* Start TEXT EXCERPT *

Hello, everyone. We've all had incidents. They're unexpected, they're stressful, and sometimes in management, there's inevitable questions that creep up. What can we do to prevent this from ever happening again? What caused this? Why did this take so long to fix? The organizations I've worked in, and the research that myself and my team has done in this space has shown the following responses to the question of why do we do postmortems. I'm honestly not sure. Management wants us to. It gives the engineers space to vent. I think people would be mad if we didn't. We have obligations to customers. We have tracking purposes. We want to see if we're getting better, or we want to have the answers to the board's questions. I think we all know that some form of post-incident review is important, but we don't all agree on why it's important.

We want to make efforts to improve. We want to show that we're improving, but we're spinning our wheels in a lot of ways because we're not actually making efforts to improve the post-incident reviews themselves. We're making efforts to try to stop incidents. But without making efforts to try to improve the postmortem reviews or improve the incident reviews, we're actually not going to improve incidents on any level. The good news is incident analysis can be trained and aided, but it has to be trained and aided to be improved upon. In this very conference before, John Allspaw has talked to us about how the metrics we are tracking today, like MTTR and MTTD and number of incidents, are actually shallow metrics. Right? I get why we're tracking those things. It's an emotional release. It's something that can make us feel better.

But he posed an open question and challenge to the audience. He said, "Where are the people in this tracking, and where are you?" We haven't changed much as an industry in this regard. Gathering useful data about incidents does not come for free. You need time and space to determine it, and today I'm going to talk to you about why giving this time and space to your engineers and to your organizations to improve post-incident reviews can actually work within your favor. It can give you that ROI you're looking for and level up your entire organization. And I'm going to tell you about this through multiple stories that I've experienced myself and new paths on how you can do this in ways that are not disruptive to your business and next steps for you to embark on.

Spoiler alert, sometimes a thorough analysis or incident review actually reveals things that we're not ready to see, hear, or change yet. So as leaders, we have to be open to hearing some of these things. I'm Nora Jones. I've seen this on the front lines as a software engineer, as a manager, and now as I'm running my own organization. In 2017, I keynoted at AWS re:Invent to an audience of around 50,000 people about the benefits of chaos engineering, purposefully injecting failure in production, and my experiences implementing it at Jet.com, which is now Walmart, and Netflix. And most recently, I started my own company based on a need I saw for the importance and value add to the whole business of a good post-incident review. However, I also saw the barrier to entry of getting folks to work on that.

* End TEXT EXCERPT *

JOB 1:
Please copy the rows word for word, beginning with the first row and continuing through the line containing "[844,471,958,602]".
The rows that follow are unrelated to the talk excerpt.

* Start SUPPLIED MATERIAL *

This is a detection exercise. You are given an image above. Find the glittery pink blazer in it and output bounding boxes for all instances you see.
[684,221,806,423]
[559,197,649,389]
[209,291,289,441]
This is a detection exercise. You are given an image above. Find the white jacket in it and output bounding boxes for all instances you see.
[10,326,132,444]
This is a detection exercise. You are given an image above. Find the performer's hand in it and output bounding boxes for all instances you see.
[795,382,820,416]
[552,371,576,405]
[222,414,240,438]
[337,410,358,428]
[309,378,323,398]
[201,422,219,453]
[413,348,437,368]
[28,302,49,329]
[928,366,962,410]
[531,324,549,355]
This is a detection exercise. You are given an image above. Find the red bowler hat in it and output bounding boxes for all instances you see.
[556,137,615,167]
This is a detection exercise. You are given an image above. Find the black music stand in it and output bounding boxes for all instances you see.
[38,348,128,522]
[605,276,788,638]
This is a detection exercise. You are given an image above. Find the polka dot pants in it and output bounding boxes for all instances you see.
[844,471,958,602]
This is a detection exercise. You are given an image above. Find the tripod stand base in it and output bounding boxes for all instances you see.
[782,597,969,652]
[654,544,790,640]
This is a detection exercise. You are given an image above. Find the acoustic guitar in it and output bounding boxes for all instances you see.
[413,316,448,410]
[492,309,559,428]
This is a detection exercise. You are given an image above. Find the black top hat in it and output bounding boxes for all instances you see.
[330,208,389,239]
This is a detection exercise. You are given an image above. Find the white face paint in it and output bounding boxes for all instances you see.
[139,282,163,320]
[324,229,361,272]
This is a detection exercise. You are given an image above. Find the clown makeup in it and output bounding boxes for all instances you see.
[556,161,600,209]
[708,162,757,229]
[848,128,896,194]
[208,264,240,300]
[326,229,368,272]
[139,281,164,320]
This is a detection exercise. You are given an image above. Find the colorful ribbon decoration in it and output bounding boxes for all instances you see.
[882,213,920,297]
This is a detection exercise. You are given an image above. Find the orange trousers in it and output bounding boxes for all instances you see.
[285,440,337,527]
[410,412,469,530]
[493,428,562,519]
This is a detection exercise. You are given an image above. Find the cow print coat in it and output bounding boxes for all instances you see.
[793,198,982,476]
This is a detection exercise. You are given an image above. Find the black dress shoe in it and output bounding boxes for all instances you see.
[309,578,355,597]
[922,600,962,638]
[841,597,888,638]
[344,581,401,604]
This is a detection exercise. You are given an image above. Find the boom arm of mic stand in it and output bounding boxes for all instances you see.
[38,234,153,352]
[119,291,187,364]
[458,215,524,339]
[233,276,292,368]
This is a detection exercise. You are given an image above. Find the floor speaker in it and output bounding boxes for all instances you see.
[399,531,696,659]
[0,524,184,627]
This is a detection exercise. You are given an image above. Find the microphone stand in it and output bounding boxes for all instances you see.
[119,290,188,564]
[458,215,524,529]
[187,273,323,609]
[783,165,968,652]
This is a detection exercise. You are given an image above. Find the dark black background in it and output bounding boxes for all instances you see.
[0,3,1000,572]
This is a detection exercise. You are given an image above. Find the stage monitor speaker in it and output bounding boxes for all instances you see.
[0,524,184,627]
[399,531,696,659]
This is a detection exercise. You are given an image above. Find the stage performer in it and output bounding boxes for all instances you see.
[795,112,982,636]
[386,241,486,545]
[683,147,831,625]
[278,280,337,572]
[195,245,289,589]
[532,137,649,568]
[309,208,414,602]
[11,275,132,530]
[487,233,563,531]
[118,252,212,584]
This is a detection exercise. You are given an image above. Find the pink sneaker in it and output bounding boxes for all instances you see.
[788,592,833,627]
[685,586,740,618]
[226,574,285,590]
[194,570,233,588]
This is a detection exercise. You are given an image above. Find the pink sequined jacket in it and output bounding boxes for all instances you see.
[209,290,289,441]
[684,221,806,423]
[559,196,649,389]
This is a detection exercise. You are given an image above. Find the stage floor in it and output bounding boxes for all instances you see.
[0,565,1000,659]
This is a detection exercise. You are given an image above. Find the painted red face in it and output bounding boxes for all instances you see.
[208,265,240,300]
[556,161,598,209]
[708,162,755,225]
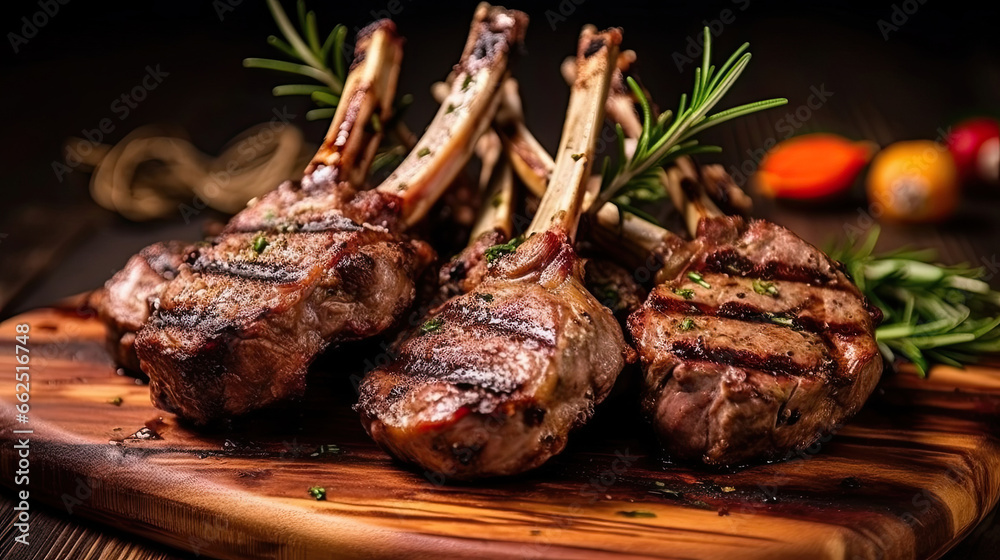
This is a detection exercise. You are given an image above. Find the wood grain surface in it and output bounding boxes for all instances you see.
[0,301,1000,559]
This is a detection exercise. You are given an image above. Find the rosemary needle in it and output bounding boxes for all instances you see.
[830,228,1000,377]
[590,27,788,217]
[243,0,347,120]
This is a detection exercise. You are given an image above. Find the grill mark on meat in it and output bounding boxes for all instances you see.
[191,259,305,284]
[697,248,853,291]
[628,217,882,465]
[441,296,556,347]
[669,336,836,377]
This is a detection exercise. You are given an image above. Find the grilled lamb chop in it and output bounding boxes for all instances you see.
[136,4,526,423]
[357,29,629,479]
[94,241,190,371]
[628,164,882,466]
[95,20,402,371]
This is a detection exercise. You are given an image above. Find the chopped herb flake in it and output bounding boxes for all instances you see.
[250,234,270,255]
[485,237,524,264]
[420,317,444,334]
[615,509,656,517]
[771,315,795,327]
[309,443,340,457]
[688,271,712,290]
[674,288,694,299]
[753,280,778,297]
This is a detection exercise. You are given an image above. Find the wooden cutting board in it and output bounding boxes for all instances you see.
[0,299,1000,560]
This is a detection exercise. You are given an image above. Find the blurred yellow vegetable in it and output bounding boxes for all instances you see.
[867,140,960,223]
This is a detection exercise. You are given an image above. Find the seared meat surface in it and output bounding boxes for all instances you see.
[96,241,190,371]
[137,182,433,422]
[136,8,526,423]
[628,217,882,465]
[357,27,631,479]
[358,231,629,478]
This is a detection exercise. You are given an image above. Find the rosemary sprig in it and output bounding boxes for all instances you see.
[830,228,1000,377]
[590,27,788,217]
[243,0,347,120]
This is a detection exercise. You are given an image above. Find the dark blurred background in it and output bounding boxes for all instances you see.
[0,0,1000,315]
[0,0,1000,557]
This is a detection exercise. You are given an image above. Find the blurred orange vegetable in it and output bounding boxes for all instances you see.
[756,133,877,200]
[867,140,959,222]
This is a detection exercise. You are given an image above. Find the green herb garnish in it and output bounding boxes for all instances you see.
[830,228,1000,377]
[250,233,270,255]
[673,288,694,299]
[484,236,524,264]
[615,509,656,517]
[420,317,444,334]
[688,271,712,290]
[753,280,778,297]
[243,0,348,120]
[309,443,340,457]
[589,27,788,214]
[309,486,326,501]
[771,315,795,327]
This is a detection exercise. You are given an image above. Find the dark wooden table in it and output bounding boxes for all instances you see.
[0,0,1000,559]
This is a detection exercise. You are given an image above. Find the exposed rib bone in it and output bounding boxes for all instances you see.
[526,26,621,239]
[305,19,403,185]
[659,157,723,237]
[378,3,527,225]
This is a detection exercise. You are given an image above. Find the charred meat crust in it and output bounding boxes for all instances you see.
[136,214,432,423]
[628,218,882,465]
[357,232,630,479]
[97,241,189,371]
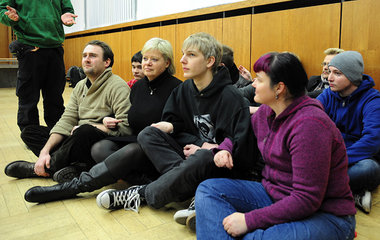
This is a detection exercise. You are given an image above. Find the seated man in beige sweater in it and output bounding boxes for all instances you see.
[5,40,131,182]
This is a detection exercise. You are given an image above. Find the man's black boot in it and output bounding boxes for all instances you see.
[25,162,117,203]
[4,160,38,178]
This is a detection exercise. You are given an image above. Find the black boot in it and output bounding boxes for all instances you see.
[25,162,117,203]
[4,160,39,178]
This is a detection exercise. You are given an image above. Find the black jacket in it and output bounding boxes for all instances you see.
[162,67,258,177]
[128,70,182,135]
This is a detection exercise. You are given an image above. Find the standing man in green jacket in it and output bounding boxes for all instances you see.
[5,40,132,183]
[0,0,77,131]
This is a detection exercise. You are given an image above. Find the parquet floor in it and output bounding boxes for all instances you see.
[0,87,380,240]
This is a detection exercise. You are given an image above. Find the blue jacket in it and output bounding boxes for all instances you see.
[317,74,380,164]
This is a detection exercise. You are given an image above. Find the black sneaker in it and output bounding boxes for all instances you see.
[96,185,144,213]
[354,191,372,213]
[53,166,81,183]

* End SUPPLIED MATERIAL *

JOB 2:
Condense the paragraph of the talk excerpt that begins "We want to make efforts to improve." into a shorter version that keeps its main points.

EXERCISE RESPONSE 1:
This is a detection exercise. You are given an image above. Find the glittery pink blazer in it and output bounding boxes for all instances you see.
[684,221,806,423]
[559,197,649,389]
[209,291,289,441]
This is a detection exercise. You are given an image above. Find the white jacket in it and output bounding boxes for all instances you see.
[10,326,132,444]
This is a detection exercise. You are given an image above. Find the performer's hand in it and output bounding boxes for all instances you see.
[795,382,820,416]
[552,371,576,405]
[222,414,240,438]
[337,410,358,428]
[309,378,323,398]
[201,422,219,453]
[413,348,437,368]
[28,302,49,329]
[928,366,962,410]
[531,324,549,355]
This is a detection exercise. You are given an image above. Find the red bowler hat in it and output bounding boxes for all instances you see.
[556,137,615,167]
This is a detection exercise. You are given an image above. Find the black music stand in it and output bounding boxes for all instances you see.
[38,348,128,522]
[605,276,788,638]
This is a detection exercise. You are given an image above. Find the polka dot pants in it and output bounding boxes for all instances you see.
[844,471,958,602]

EXERCISE RESPONSE 2:
We want to improve and to show improvement, but we focus on stopping incidents rather than on improving post-incident reviews, so incidents won't improve at all. Incident analysis can be trained and aided, and it must be for it to get better. At this conference, John Allspaw has argued that the metrics tracked today, such as MTTR, MTTD, and number of incidents, are shallow. They are tracked because they offer an emotional release and make us feel better.